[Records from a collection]
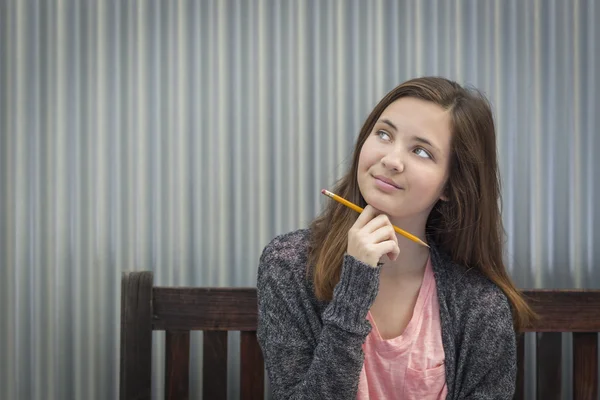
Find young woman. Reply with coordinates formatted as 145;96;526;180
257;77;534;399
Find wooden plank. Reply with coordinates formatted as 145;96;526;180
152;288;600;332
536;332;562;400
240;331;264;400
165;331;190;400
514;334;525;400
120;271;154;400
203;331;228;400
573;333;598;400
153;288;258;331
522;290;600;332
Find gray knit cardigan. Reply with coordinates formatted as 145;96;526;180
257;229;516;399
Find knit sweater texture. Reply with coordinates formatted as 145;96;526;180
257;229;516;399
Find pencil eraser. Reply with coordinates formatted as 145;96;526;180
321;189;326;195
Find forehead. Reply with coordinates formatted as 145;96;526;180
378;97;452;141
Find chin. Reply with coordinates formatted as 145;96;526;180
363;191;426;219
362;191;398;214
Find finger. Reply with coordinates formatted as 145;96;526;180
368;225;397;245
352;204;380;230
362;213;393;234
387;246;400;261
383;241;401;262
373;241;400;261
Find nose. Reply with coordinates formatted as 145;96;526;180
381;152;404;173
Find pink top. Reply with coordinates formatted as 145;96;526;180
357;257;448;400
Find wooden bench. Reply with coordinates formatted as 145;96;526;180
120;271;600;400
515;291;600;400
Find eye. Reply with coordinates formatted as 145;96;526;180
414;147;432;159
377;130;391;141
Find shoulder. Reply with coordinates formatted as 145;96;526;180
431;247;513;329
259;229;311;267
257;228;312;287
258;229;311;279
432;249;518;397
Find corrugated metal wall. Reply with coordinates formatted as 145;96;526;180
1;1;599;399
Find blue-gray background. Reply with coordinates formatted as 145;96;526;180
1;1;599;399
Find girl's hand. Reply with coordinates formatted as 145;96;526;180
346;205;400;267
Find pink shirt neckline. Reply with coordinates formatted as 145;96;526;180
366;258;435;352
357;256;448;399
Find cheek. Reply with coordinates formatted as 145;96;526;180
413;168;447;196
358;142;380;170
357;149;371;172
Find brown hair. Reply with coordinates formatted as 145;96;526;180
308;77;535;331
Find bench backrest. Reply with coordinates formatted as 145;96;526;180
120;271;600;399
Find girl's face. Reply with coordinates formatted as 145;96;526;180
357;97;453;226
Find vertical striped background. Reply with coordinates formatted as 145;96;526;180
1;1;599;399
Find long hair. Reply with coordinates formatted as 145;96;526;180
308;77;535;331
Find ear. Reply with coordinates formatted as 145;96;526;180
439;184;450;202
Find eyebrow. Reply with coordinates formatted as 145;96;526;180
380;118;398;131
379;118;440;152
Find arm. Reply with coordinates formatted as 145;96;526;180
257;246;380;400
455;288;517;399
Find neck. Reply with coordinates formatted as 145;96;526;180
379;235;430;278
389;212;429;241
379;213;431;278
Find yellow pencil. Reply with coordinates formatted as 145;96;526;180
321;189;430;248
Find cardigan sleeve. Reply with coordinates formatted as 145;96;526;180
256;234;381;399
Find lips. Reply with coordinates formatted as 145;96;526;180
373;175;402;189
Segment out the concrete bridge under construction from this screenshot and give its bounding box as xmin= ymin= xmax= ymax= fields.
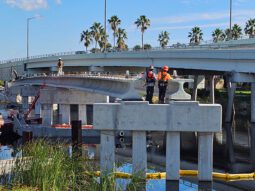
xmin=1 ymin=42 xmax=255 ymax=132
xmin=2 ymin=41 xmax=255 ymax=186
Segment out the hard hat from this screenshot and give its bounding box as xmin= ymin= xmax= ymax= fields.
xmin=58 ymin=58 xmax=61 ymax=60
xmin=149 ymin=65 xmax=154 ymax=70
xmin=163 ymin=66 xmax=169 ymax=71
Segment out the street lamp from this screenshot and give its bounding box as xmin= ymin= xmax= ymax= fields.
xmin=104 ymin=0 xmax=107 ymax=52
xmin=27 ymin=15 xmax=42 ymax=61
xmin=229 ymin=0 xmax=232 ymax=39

### About this exercise:
Repeat the entries faithfully. Any picture gets left out.

### Task solution:
Find young woman. Reply with coordinates formatted as 145;96;526;180
257;77;534;399
Find wooden plank. Reply with coordinates formatted as 145;96;526;180
152;288;600;332
536;332;562;400
240;331;264;400
165;331;190;400
514;334;525;400
120;271;154;400
203;331;228;400
573;333;598;400
153;288;258;331
522;290;600;332
Find gray knit cardigan. Reply with coordinates formatted as 145;96;526;180
257;229;516;399
Find knit sweater texture. Reply with coordinates formatted as 145;96;526;180
257;229;516;399
Find pencil eraser. Reply with coordinates formatted as 145;96;526;180
321;189;326;195
Find forehead. Reply with coordinates formatted as 145;96;526;180
378;97;452;141
Find chin. Reply with coordinates formatted as 145;96;526;180
363;191;426;219
362;191;398;214
Find finger. Reply with coordinates formatted as 145;96;526;180
368;225;397;245
352;204;380;230
362;213;393;234
387;246;400;261
383;241;401;262
373;241;400;261
Find nose. Reply with coordinates formatted as 145;96;526;180
381;152;404;173
Find pink top. Reply with coordinates formatted as 145;96;526;180
357;257;448;400
Find wooden bench. Reply with coordinates formatted as 145;96;526;180
120;271;600;400
515;291;600;400
Find eye. Reply with coordinates formatted as 145;96;526;180
414;147;432;159
377;130;391;141
Find shoulder. Reply with coordinates formatted as 145;96;526;180
431;247;513;329
259;229;311;267
257;228;312;287
258;229;311;279
432;249;518;397
Find corrugated metal wall. Reply with coordinates formatted as 145;96;526;180
1;1;599;399
Find blue-gray background. Reply with coordinates formatted as 145;96;526;180
1;1;599;399
Find girl's hand. Reply with coordinates formatted as 145;96;526;180
346;205;400;267
Find pink shirt neckline. Reply with coordinates formatted as 145;96;526;180
366;258;435;352
357;256;448;399
Find cheek. Reply with coordinates formatted as 145;96;526;180
413;168;447;196
358;142;380;170
357;149;371;172
Find brown hair. Reply with coordinates formatted as 145;96;526;180
308;77;535;331
Find bench backrest. Reply with coordinates formatted as 145;96;526;180
120;271;600;399
Find girl's face. Reply with coordinates formatted as 145;96;526;180
357;97;453;226
Find vertical striped background. Reply with coordinates formatted as 145;96;526;180
1;1;599;399
Find long hair. Reply with coordinates formatted as 145;96;526;180
308;77;535;331
Find ear. Reply with coordinates formatted as 145;96;526;180
439;184;450;202
Find eyebrow. Reply with coordinates formatted as 145;96;526;180
380;118;398;131
379;118;440;152
Find arm. Reply with coordinates formatted as 145;96;526;180
257;246;380;400
455;288;517;399
Find neck. Reply with coordinates formatted as 145;96;526;180
379;235;430;278
389;212;429;241
379;213;431;278
Find yellow pencil. Reply with coordinates formatted as 145;96;526;180
321;189;430;248
Find cardigan sleeve. Reply with coordinates formatted as 145;96;526;180
256;234;381;399
Find lips. Reply with coordinates formatted as 145;96;526;180
373;175;402;189
Segment out the concrete bridge under construction from this screenshot and give its bounding box as xmin= ymin= xmax= ymax= fields.
xmin=1 ymin=42 xmax=255 ymax=132
xmin=2 ymin=41 xmax=255 ymax=186
Segment out the hard hat from this screenshot and give its bounding box as xmin= ymin= xmax= ymax= fields.
xmin=58 ymin=58 xmax=61 ymax=60
xmin=149 ymin=65 xmax=154 ymax=70
xmin=163 ymin=66 xmax=169 ymax=71
Segment out the street lamp from this screenshot and give its bounding box as xmin= ymin= xmax= ymax= fields.
xmin=104 ymin=0 xmax=107 ymax=52
xmin=27 ymin=15 xmax=42 ymax=61
xmin=229 ymin=0 xmax=232 ymax=39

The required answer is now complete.